Prompt A:
Edit the missing-children fliers article from "For Potash, it" through "leading to miracles.", and replace "ordeal" with "trial".
>> START Excerpted text
Fliers Can Make Miracles for Families of Missing Children
The woman was looking at a flier from the "Have You Seen Me?" program to find missing children, and she recognized her cousin. Outraged that he would kidnap his son, Sam Fastow, she picked up the phone.
For Potash, it was a glimmer of hope in what would turn out to be an eight-month ordeal that -- 13 years later -- she still can't fully describe.
"I don't know if there are words for that much pain," said Potash of Philadelphia, now head of a program for families at the National Center for Missing and Exploited Children, which sponsors "Have You Seen Me?" along with the U.S. Postal Service and Valassis, the company that prints the Red Plum fliers showing photos of abducted children.
The program participants held a news conference in Washington today in honor of National Missing Children's Day and to mark 25 years of the "Have You Seen Me?" program.
Fastow and Potash were among several families reunited by the fliers that flutter onto kitchen tables by the millions across the country, sometimes ignored but sometimes leading to miracles.
"The 'Have You Seen Me?' program saves lives," said Fastow, now 23, who recently graduated from Temple University. "It makes heroes. It only takes one person to recognize a child."
Potash's hero is her ex-husband's cousin, whom she calls every year on the anniversary of her son's homecoming. The ex-husband had cashed in his son's college fund, changed their names and moved the boy from New Jersey to Texas. When he ran out of cash, he called his cousin, thinking she wouldn't know about the abduction.
But because of the flier, she did. The father was arrested. And Fastow got to reclaim his name, his mother and his life.
He's one of 149 children found directly as a result of the "Have You Seen Me?" program. Another is Krystel Bondello, now 21. When she was 5, her father told her that her mother and all her mother's family had died. He changed their names and they moved to California.
Then one day a babysitter was taking care of Krystel when a flier arrived with the girl's picture.
Krystel's mother, Toni Antionetta, had been through a rough two and a half years searching for her. Recalling that time in an interview with AOL News, she showed the scar on her wrist from a suicide attempt.
>> END Excerpted text
Prompt B:
Please reproduce the listing lines starting at the line containing "target | short dark hair" and ending at the line containing "<point>103,87</point>", with both of those lines included.
>> START Material for this exercise
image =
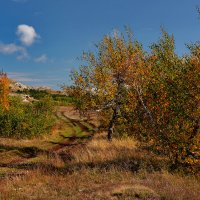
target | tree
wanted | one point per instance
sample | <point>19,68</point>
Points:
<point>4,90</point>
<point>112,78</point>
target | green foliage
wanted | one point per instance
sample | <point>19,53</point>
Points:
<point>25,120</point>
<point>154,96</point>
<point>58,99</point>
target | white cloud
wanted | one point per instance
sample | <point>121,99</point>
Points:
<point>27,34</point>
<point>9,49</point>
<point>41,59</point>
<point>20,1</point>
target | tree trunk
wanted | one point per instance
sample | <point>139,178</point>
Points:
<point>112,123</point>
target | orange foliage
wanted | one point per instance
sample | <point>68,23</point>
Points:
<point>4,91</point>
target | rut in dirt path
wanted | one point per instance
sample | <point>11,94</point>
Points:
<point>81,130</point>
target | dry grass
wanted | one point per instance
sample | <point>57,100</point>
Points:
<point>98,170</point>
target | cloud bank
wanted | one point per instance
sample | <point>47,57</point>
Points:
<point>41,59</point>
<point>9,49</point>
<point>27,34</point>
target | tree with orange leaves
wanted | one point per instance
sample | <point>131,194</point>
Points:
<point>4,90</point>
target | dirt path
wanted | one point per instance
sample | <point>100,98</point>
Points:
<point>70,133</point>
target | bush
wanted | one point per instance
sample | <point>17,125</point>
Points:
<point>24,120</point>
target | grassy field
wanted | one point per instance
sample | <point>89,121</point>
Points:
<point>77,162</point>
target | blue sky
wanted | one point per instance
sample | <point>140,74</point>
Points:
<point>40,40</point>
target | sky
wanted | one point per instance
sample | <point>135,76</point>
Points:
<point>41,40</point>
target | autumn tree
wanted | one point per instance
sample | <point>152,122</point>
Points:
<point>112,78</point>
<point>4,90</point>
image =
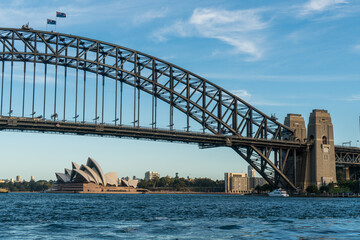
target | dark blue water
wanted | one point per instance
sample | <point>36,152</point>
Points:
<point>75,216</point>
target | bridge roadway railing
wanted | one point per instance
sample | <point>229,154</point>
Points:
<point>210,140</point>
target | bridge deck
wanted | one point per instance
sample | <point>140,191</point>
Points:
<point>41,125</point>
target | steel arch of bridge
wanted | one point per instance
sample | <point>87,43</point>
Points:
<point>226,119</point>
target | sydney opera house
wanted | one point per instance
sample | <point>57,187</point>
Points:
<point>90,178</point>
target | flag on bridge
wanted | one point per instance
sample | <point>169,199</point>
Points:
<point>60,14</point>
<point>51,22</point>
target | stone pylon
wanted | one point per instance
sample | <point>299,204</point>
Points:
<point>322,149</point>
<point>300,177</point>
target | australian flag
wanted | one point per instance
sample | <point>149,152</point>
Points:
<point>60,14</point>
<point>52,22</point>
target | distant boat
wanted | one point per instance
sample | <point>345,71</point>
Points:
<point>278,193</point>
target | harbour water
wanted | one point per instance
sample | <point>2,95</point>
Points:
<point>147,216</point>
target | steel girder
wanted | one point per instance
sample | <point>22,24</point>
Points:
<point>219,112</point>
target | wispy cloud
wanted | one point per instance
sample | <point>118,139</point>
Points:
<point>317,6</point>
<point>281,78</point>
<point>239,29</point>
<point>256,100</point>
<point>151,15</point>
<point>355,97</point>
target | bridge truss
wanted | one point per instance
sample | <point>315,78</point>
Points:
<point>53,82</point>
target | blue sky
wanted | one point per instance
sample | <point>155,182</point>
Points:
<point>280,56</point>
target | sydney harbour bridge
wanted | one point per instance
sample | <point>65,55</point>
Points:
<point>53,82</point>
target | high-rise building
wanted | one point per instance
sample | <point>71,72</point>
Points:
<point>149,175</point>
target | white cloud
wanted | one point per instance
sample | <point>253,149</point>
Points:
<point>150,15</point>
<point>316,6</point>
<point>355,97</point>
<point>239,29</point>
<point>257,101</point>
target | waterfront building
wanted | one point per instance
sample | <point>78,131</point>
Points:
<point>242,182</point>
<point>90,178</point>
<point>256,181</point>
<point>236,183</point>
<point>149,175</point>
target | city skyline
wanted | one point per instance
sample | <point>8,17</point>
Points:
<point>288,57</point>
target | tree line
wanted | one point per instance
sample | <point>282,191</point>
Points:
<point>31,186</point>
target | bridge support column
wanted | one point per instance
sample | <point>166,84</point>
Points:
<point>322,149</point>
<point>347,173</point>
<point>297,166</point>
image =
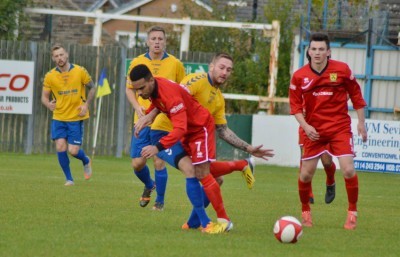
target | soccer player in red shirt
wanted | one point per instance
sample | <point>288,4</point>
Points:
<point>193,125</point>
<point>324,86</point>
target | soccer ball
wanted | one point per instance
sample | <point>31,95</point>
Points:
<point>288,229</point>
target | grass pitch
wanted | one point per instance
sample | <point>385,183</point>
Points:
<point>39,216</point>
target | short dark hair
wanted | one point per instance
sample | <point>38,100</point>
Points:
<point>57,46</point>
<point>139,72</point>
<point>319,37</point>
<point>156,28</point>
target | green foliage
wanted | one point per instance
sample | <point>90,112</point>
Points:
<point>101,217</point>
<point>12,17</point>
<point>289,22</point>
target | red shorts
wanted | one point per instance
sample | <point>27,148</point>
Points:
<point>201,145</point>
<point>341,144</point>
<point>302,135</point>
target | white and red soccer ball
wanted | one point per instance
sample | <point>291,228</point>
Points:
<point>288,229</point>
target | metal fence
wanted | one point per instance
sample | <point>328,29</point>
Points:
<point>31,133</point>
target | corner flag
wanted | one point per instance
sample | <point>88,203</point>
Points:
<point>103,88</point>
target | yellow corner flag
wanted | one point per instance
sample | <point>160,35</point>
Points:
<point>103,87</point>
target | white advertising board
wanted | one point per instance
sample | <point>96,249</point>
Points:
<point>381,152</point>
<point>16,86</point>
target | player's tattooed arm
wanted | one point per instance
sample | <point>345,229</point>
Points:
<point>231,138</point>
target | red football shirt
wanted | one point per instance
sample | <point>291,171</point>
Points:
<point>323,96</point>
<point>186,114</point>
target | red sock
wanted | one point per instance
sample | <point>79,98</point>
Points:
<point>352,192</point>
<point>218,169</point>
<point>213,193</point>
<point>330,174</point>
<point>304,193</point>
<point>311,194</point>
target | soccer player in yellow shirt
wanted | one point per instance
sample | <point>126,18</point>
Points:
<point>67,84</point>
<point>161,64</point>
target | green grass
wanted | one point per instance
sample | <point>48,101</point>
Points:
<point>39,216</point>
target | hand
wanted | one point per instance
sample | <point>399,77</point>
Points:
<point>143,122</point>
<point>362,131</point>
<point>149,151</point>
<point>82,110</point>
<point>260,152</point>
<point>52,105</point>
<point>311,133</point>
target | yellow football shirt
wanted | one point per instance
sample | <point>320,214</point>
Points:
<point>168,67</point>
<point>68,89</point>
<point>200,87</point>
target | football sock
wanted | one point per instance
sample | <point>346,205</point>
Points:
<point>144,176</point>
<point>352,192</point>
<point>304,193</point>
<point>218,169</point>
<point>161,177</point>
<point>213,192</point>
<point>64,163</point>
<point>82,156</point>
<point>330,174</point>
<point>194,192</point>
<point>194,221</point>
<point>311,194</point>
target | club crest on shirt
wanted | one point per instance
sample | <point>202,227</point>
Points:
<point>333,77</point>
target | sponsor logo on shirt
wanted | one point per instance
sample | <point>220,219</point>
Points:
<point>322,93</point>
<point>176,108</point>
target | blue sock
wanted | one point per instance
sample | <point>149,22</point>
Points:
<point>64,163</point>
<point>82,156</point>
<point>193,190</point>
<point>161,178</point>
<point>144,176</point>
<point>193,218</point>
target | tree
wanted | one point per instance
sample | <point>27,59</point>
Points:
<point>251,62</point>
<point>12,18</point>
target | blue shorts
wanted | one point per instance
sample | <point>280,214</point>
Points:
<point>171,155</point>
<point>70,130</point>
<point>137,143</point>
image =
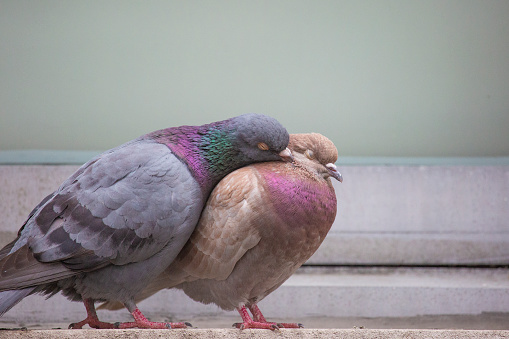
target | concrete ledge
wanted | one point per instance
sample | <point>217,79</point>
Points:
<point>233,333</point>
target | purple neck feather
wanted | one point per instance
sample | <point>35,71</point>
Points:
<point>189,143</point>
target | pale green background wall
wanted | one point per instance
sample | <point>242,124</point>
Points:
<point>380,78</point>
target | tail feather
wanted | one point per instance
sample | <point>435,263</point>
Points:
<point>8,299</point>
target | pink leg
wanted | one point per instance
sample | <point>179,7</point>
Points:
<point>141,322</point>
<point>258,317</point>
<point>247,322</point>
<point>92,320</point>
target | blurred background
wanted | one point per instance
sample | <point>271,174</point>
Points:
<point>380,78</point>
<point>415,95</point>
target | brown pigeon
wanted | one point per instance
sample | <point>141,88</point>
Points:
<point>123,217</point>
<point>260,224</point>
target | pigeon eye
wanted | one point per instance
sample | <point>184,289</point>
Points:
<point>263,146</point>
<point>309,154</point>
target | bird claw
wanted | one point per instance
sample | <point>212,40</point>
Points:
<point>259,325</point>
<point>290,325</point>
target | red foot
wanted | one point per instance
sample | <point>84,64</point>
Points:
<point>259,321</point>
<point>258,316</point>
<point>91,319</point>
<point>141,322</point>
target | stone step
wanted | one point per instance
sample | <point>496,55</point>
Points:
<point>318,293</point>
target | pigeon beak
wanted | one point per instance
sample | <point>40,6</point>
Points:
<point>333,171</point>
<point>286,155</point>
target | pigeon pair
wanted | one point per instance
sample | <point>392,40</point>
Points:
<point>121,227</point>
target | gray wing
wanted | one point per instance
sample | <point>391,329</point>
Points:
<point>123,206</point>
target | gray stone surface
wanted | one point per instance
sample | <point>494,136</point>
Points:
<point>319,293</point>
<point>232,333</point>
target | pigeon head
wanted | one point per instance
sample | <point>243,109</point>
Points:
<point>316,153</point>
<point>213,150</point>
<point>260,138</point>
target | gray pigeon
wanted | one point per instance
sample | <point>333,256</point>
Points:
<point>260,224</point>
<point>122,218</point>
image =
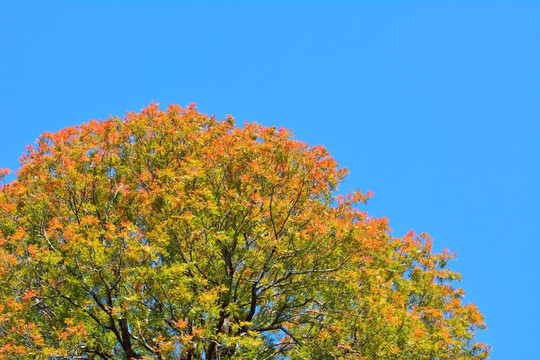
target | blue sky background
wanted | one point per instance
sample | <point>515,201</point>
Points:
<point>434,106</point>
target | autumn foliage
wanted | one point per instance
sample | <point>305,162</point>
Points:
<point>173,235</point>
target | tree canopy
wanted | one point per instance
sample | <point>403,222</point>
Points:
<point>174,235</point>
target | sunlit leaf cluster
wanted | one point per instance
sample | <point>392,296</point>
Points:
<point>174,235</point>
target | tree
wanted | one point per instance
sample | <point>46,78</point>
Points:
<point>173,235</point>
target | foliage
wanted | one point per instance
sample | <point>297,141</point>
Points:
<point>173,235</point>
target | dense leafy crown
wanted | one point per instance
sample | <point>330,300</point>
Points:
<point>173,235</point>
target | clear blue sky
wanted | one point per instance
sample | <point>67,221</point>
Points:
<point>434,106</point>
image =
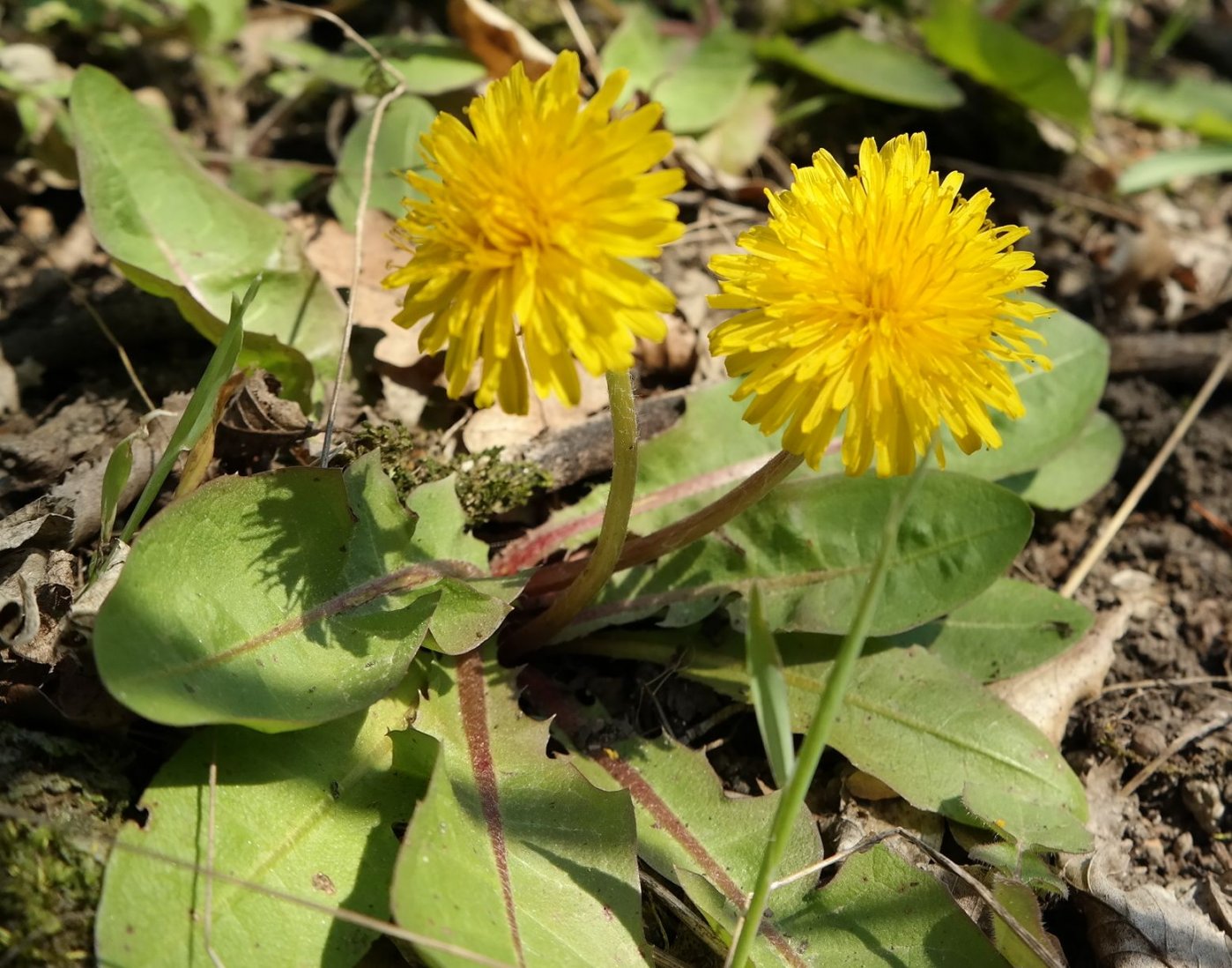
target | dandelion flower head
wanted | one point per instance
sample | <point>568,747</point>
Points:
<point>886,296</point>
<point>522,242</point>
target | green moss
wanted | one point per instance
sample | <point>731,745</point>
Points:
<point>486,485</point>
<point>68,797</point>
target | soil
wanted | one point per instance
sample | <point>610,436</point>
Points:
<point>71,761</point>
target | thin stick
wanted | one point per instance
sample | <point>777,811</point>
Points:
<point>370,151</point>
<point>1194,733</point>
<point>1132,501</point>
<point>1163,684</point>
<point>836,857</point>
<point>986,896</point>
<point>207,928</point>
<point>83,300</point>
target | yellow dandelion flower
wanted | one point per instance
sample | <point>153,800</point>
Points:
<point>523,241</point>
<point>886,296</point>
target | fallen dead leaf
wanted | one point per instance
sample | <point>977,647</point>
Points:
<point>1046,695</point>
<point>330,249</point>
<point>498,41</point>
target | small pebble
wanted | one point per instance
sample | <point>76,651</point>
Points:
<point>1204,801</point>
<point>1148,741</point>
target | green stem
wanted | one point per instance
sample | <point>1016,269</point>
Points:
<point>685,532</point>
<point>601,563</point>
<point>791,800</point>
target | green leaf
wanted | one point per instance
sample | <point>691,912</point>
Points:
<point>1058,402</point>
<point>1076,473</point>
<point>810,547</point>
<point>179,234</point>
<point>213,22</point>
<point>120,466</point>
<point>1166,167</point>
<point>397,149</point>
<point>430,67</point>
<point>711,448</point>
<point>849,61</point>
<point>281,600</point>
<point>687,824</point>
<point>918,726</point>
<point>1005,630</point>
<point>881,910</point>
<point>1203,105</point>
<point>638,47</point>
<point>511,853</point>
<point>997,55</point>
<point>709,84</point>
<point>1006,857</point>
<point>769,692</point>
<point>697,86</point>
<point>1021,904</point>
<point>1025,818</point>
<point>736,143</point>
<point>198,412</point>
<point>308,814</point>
>> END Material for this exercise
Complete output A:
For Potash, it was a glimmer of hope in what would turn out to be an eight-month trial that -- 13 years later -- she still can't fully describe.
"I don't know if there are words for that much pain," said Potash of Philadelphia, now head of a program for families at the National Center for Missing and Exploited Children, which sponsors "Have You Seen Me?" along with the U.S. Postal Service and Valassis, the company that prints the Red Plum fliers showing photos of abducted children.
The program participants held a news conference in Washington today in honor of National Missing Children's Day and to mark 25 years of the "Have You Seen Me?" program.
Fastow and Potash were among several families reunited by the fliers that flutter onto kitchen tables by the millions across the country, sometimes ignored but sometimes leading to miracles.

Complete output B:
target | short dark hair
wanted | one point per instance
sample | <point>38,100</point>
Points:
<point>57,46</point>
<point>139,72</point>
<point>319,37</point>
<point>156,28</point>
target | green foliage
wanted | one point per instance
sample | <point>90,112</point>
Points:
<point>101,217</point>
<point>12,17</point>
<point>289,22</point>
target | red shorts
wanted | one point per instance
sample | <point>27,148</point>
Points:
<point>201,145</point>
<point>341,144</point>
<point>302,135</point>
target | white and red soccer ball
wanted | one point per instance
sample | <point>291,228</point>
Points:
<point>288,229</point>
target | metal fence
wanted | one point per instance
sample | <point>328,29</point>
Points:
<point>31,133</point>
target | corner flag
wanted | one point per instance
sample | <point>88,203</point>
Points:
<point>103,88</point>
target | yellow corner flag
wanted | one point per instance
sample | <point>160,35</point>
Points:
<point>103,87</point>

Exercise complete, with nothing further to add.